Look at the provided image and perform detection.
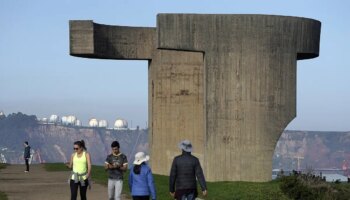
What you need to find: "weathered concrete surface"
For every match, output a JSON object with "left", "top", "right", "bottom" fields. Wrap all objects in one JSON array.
[{"left": 70, "top": 14, "right": 321, "bottom": 181}]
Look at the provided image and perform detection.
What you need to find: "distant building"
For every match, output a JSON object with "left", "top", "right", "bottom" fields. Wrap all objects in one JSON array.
[
  {"left": 49, "top": 115, "right": 60, "bottom": 124},
  {"left": 98, "top": 119, "right": 108, "bottom": 128},
  {"left": 89, "top": 118, "right": 98, "bottom": 127},
  {"left": 114, "top": 119, "right": 128, "bottom": 129}
]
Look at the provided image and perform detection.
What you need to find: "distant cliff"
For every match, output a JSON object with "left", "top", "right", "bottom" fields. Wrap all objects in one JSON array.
[
  {"left": 273, "top": 131, "right": 350, "bottom": 170},
  {"left": 0, "top": 111, "right": 148, "bottom": 165},
  {"left": 0, "top": 113, "right": 350, "bottom": 170}
]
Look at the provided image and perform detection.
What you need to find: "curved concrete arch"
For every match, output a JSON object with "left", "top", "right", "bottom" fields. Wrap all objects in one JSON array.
[{"left": 70, "top": 14, "right": 321, "bottom": 181}]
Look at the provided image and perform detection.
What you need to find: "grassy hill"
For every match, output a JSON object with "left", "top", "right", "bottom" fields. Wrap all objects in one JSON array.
[
  {"left": 0, "top": 163, "right": 7, "bottom": 200},
  {"left": 45, "top": 163, "right": 288, "bottom": 200}
]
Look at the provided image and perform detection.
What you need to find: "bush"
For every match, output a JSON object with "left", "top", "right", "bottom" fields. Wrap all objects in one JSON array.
[{"left": 280, "top": 174, "right": 350, "bottom": 200}]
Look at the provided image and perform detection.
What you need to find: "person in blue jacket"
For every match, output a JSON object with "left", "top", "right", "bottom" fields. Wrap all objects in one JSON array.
[{"left": 129, "top": 152, "right": 156, "bottom": 200}]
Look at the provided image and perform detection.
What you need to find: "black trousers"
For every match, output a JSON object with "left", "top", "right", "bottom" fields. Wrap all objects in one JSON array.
[
  {"left": 69, "top": 180, "right": 89, "bottom": 200},
  {"left": 132, "top": 196, "right": 149, "bottom": 200},
  {"left": 24, "top": 158, "right": 29, "bottom": 171}
]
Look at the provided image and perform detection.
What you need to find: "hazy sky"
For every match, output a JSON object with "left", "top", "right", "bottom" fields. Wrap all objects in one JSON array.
[{"left": 0, "top": 0, "right": 350, "bottom": 131}]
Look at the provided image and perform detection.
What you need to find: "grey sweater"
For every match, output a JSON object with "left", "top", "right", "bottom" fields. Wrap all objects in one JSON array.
[{"left": 169, "top": 152, "right": 207, "bottom": 192}]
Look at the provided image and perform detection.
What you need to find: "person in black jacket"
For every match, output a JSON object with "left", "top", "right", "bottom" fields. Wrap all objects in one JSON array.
[
  {"left": 23, "top": 141, "right": 30, "bottom": 172},
  {"left": 169, "top": 140, "right": 207, "bottom": 200}
]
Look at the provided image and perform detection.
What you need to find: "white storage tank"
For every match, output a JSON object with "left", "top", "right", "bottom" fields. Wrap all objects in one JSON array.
[
  {"left": 114, "top": 119, "right": 128, "bottom": 129},
  {"left": 89, "top": 118, "right": 98, "bottom": 127},
  {"left": 49, "top": 115, "right": 60, "bottom": 123},
  {"left": 61, "top": 116, "right": 68, "bottom": 125},
  {"left": 67, "top": 115, "right": 77, "bottom": 125},
  {"left": 98, "top": 119, "right": 108, "bottom": 128},
  {"left": 75, "top": 119, "right": 82, "bottom": 126}
]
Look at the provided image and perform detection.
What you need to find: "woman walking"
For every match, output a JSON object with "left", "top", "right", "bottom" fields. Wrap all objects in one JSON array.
[
  {"left": 129, "top": 152, "right": 156, "bottom": 200},
  {"left": 68, "top": 140, "right": 91, "bottom": 200}
]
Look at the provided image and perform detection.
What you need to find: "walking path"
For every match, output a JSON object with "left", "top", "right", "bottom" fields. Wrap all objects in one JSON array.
[{"left": 0, "top": 165, "right": 128, "bottom": 200}]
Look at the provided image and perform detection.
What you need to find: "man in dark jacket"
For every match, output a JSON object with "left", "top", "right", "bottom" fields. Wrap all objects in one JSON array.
[
  {"left": 169, "top": 140, "right": 207, "bottom": 200},
  {"left": 23, "top": 141, "right": 30, "bottom": 172}
]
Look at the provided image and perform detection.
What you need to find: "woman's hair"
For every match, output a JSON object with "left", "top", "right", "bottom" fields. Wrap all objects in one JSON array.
[
  {"left": 133, "top": 162, "right": 145, "bottom": 174},
  {"left": 74, "top": 140, "right": 86, "bottom": 151}
]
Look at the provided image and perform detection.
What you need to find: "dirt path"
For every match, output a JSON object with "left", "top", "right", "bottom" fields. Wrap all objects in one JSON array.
[{"left": 0, "top": 165, "right": 129, "bottom": 200}]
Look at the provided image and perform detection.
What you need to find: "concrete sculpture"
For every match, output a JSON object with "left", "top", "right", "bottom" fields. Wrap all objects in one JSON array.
[{"left": 70, "top": 14, "right": 321, "bottom": 182}]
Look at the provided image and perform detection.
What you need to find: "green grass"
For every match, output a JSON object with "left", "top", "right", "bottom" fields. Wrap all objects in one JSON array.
[
  {"left": 0, "top": 192, "right": 7, "bottom": 200},
  {"left": 0, "top": 163, "right": 7, "bottom": 170},
  {"left": 45, "top": 163, "right": 288, "bottom": 200},
  {"left": 0, "top": 163, "right": 7, "bottom": 200}
]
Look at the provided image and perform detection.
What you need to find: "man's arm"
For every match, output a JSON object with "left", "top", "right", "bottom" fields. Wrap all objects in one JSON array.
[
  {"left": 169, "top": 158, "right": 177, "bottom": 197},
  {"left": 195, "top": 159, "right": 207, "bottom": 196},
  {"left": 119, "top": 155, "right": 128, "bottom": 171}
]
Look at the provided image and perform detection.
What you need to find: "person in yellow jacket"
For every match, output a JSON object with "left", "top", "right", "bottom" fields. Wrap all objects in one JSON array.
[{"left": 68, "top": 140, "right": 91, "bottom": 200}]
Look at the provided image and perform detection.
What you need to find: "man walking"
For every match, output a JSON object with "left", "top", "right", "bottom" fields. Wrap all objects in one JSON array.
[
  {"left": 23, "top": 141, "right": 30, "bottom": 173},
  {"left": 105, "top": 141, "right": 128, "bottom": 200},
  {"left": 169, "top": 140, "right": 207, "bottom": 200}
]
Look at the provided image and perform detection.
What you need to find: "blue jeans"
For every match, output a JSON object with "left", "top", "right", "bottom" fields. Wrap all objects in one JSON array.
[{"left": 181, "top": 193, "right": 195, "bottom": 200}]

━━━━━━

• [GIVEN REQUEST]:
Transcribe the listing above verbatim. Omit the pictures.

• [RESPONSE TO THIS TASK]:
Look at the provided image and perform detection.
What you need to find: "weathered concrete surface"
For every match, output a JSON object with "left", "top", "right", "bottom" fields. Wrap all objects in one JSON array.
[{"left": 70, "top": 14, "right": 321, "bottom": 181}]
Look at the provided image and perform detection.
What you need to find: "distant building"
For every match, output a JSON object with "left", "top", "right", "bottom" fields. Wrap all objects in one JSON array.
[
  {"left": 49, "top": 115, "right": 60, "bottom": 124},
  {"left": 98, "top": 119, "right": 108, "bottom": 128},
  {"left": 89, "top": 118, "right": 98, "bottom": 127},
  {"left": 114, "top": 119, "right": 128, "bottom": 129}
]
Look at the provided image and perform detection.
What you need to find: "distant cliff"
For every match, output a JSON object with "left", "top", "right", "bottom" fields. Wrap all objects in one JSON array.
[
  {"left": 273, "top": 131, "right": 350, "bottom": 170},
  {"left": 0, "top": 111, "right": 148, "bottom": 165},
  {"left": 0, "top": 113, "right": 350, "bottom": 170}
]
Look at the provided image and perform detection.
What you need to find: "curved concrete arch"
For every match, output a JSON object with "left", "top", "right", "bottom" fields. Wrap all objects in one JSON array.
[{"left": 70, "top": 14, "right": 321, "bottom": 181}]
Look at the provided image and perform detection.
What you need to find: "grassy hill"
For every match, output a JSON object with "left", "top", "right", "bottom" fields. Wrap all objects in one JSON array.
[
  {"left": 0, "top": 163, "right": 7, "bottom": 200},
  {"left": 45, "top": 163, "right": 288, "bottom": 200}
]
Look at the provided image and perform detection.
What you need to find: "bush"
For every match, output a JSON object with "left", "top", "right", "bottom" fields. Wrap all objects in one JSON array.
[{"left": 280, "top": 174, "right": 350, "bottom": 200}]
Look at the provided image and perform detection.
What you need to find: "person in blue jacket"
For every match, output a JSON object with "left", "top", "right", "bottom" fields. Wrap all objects in one JSON array.
[{"left": 129, "top": 152, "right": 156, "bottom": 200}]
Look at the provided image and perform detection.
What you need to find: "black trousers"
For every match, output a JSON object with "left", "top", "right", "bottom" fields. Wrap all objects in one JSON array.
[
  {"left": 69, "top": 180, "right": 89, "bottom": 200},
  {"left": 132, "top": 196, "right": 149, "bottom": 200},
  {"left": 24, "top": 158, "right": 29, "bottom": 171}
]
Look at the provided image and perform detection.
What you need to find: "hazy sky"
For every match, output a JSON object with "left", "top", "right", "bottom" fields. Wrap all objects in one JSON array.
[{"left": 0, "top": 0, "right": 350, "bottom": 131}]
Look at the provided image and perform detection.
What you need to find: "grey sweater"
For every match, output a JSON object with "left", "top", "right", "bottom" fields. Wrap all objects in one JSON array.
[{"left": 169, "top": 152, "right": 207, "bottom": 192}]
Look at the provided image and perform detection.
What you need to find: "person in black jacket"
For every match, output a JSON object with "left", "top", "right", "bottom" fields. Wrap all objects in one JSON array.
[
  {"left": 23, "top": 141, "right": 30, "bottom": 172},
  {"left": 169, "top": 140, "right": 207, "bottom": 200}
]
Look at the provided image and perform detection.
What you need to find: "white storage tank"
For every match, output a JSON object with "left", "top", "right", "bottom" fields. Wrap all objects in one JSON array.
[
  {"left": 114, "top": 119, "right": 128, "bottom": 129},
  {"left": 89, "top": 118, "right": 98, "bottom": 127},
  {"left": 49, "top": 115, "right": 60, "bottom": 123},
  {"left": 61, "top": 116, "right": 68, "bottom": 125},
  {"left": 67, "top": 115, "right": 77, "bottom": 125},
  {"left": 98, "top": 119, "right": 108, "bottom": 128},
  {"left": 75, "top": 119, "right": 82, "bottom": 126}
]
Look at the provided image and perform detection.
What you need to find: "woman walking"
For every match, output a JSON object with "left", "top", "right", "bottom" fields. Wrap all objects in one JSON array.
[
  {"left": 129, "top": 152, "right": 156, "bottom": 200},
  {"left": 68, "top": 140, "right": 91, "bottom": 200}
]
Look at the provided image and perform detection.
What you need to find: "walking path"
For every match, output a JSON object with "left", "top", "right", "bottom" fields. Wrap all objects in one JSON array.
[{"left": 0, "top": 165, "right": 128, "bottom": 200}]
Look at the provided image and perform detection.
What you need to find: "man in dark jacket"
For every match, output a JSON object with "left", "top", "right", "bottom" fields. Wrap all objects in one JSON array.
[
  {"left": 169, "top": 140, "right": 207, "bottom": 200},
  {"left": 23, "top": 141, "right": 30, "bottom": 172}
]
Look at the provided image and perform detection.
What you need to find: "woman's hair"
For every match, output a JSON object with "left", "top", "right", "bottom" fields. Wrap all objects in one JSON array.
[
  {"left": 133, "top": 162, "right": 145, "bottom": 174},
  {"left": 74, "top": 140, "right": 86, "bottom": 151}
]
Look at the provided image and perform detection.
What you need to find: "dirt path"
For every match, output a JSON object with "left", "top", "right", "bottom" fields. Wrap all objects in one JSON array.
[{"left": 0, "top": 165, "right": 129, "bottom": 200}]
Look at the provided image and perform detection.
What you need to find: "concrete sculpture"
For every match, output a JSON object with "left", "top", "right", "bottom" fields. Wrap all objects in one JSON array.
[{"left": 70, "top": 14, "right": 321, "bottom": 182}]
Look at the provided image and perform detection.
What you need to find: "green grass"
For every match, output a JSON object with "left", "top", "right", "bottom" fields. Wrap all objects in one JSON array.
[
  {"left": 0, "top": 192, "right": 7, "bottom": 200},
  {"left": 0, "top": 163, "right": 7, "bottom": 170},
  {"left": 45, "top": 163, "right": 288, "bottom": 200},
  {"left": 0, "top": 163, "right": 7, "bottom": 200}
]
Look at the provided image and perform detection.
What you need to find: "man's arm"
For every match, output a JSON object with "left", "top", "right", "bottom" fields. Wrap all objects in one JSON array.
[
  {"left": 169, "top": 158, "right": 177, "bottom": 197},
  {"left": 195, "top": 159, "right": 207, "bottom": 196},
  {"left": 119, "top": 155, "right": 128, "bottom": 171}
]
Look at the provided image and perform detection.
What you need to find: "person in yellow jacket"
For every match, output a JSON object with "left", "top", "right", "bottom" fields. Wrap all objects in one JSON array.
[{"left": 68, "top": 140, "right": 91, "bottom": 200}]
Look at the provided image and perform detection.
What you need to find: "man walking"
For every match, output a JSON object with "left", "top", "right", "bottom" fields. Wrap all objects in one JSON array.
[
  {"left": 23, "top": 141, "right": 30, "bottom": 173},
  {"left": 105, "top": 141, "right": 128, "bottom": 200},
  {"left": 169, "top": 140, "right": 207, "bottom": 200}
]
Look at the provided image and perform detection.
What you need to find: "blue jeans"
For every match, output a JSON object with "left", "top", "right", "bottom" fields. Wrap all objects in one JSON array.
[{"left": 181, "top": 193, "right": 195, "bottom": 200}]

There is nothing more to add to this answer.